* [STATED GOAL]:
Reproduce the entries word for word, beginning at the start of the entries and continuing through the line containing "[211,109,327,179]", with both ends included. Omit the pictures from your answer.

=======

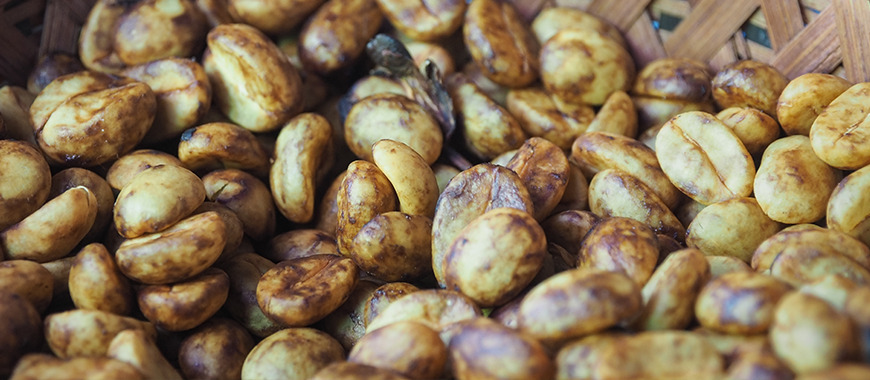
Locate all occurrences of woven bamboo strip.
[665,0,759,61]
[625,12,668,67]
[770,6,843,78]
[761,0,804,51]
[832,0,870,82]
[0,0,870,84]
[586,0,651,33]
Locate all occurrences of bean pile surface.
[0,0,870,380]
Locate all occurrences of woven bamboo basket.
[0,0,870,85]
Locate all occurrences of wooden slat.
[709,40,740,71]
[761,0,804,51]
[831,0,870,83]
[0,14,36,85]
[625,12,668,68]
[770,6,843,79]
[665,0,760,61]
[3,1,45,24]
[63,0,97,24]
[39,0,81,55]
[586,0,652,34]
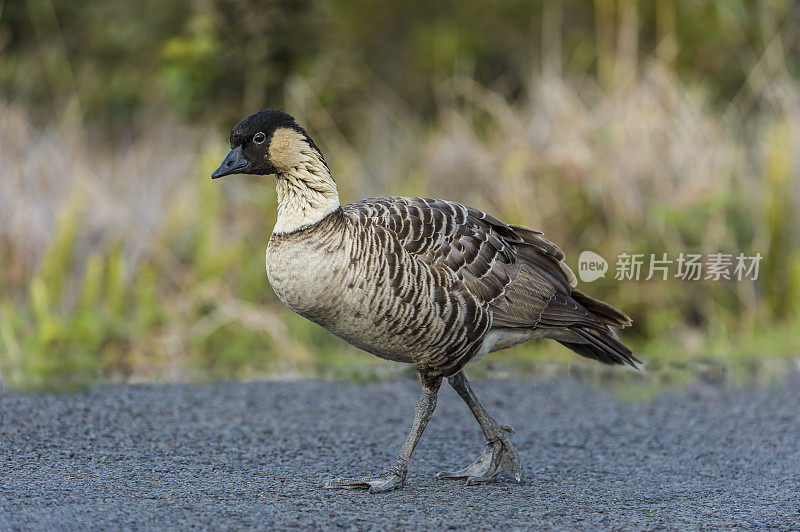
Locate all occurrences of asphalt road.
[0,377,800,530]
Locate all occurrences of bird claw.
[435,425,522,486]
[324,471,406,493]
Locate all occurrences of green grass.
[0,61,800,393]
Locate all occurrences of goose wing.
[347,197,576,320]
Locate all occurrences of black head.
[211,109,324,179]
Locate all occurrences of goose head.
[211,109,327,179]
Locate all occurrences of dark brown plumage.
[213,111,639,492]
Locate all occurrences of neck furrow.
[273,157,339,233]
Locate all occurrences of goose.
[211,110,640,493]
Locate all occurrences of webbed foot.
[325,470,406,493]
[436,425,522,486]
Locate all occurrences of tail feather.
[571,289,633,329]
[560,327,642,369]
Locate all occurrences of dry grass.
[0,61,800,387]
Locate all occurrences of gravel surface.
[0,377,800,530]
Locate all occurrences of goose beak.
[211,146,249,179]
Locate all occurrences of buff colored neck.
[273,148,339,233]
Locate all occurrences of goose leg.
[325,376,442,493]
[436,371,522,486]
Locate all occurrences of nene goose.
[211,110,639,493]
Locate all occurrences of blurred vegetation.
[0,0,800,389]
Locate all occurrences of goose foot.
[436,425,522,486]
[325,470,406,493]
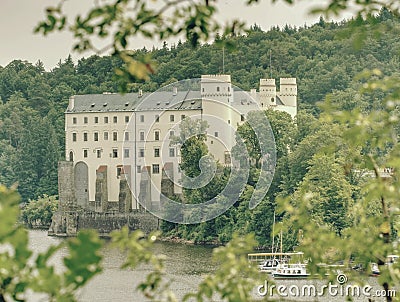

=======

* [TASK OUTPUT]:
Locate all occurrences of woven bamboo strip.
[665,0,759,61]
[625,12,668,67]
[770,6,843,78]
[761,0,804,51]
[832,0,870,82]
[0,0,870,84]
[586,0,651,33]
Locate all occurrences of bean pile surface.
[0,0,870,380]
Locate all occurrences of woven bamboo basket.
[0,0,870,85]
Locate all occurrences of wooden slat.
[709,40,740,71]
[761,0,804,51]
[831,0,870,83]
[0,14,36,85]
[625,12,668,68]
[770,6,843,79]
[665,0,760,61]
[3,1,45,24]
[63,0,97,24]
[39,0,81,55]
[586,0,652,34]
Locate all occurrences of asphalt road.
[0,377,800,530]
Locate all occurrences of bird claw.
[435,425,522,486]
[324,471,406,493]
Locate all occurrences of green grass.
[0,61,800,393]
Locate all occurrences of goose wing.
[347,197,576,320]
Locate all occurrences of black head.
[211,109,324,179]
Locate all occurrences of goose head.
[211,109,327,179]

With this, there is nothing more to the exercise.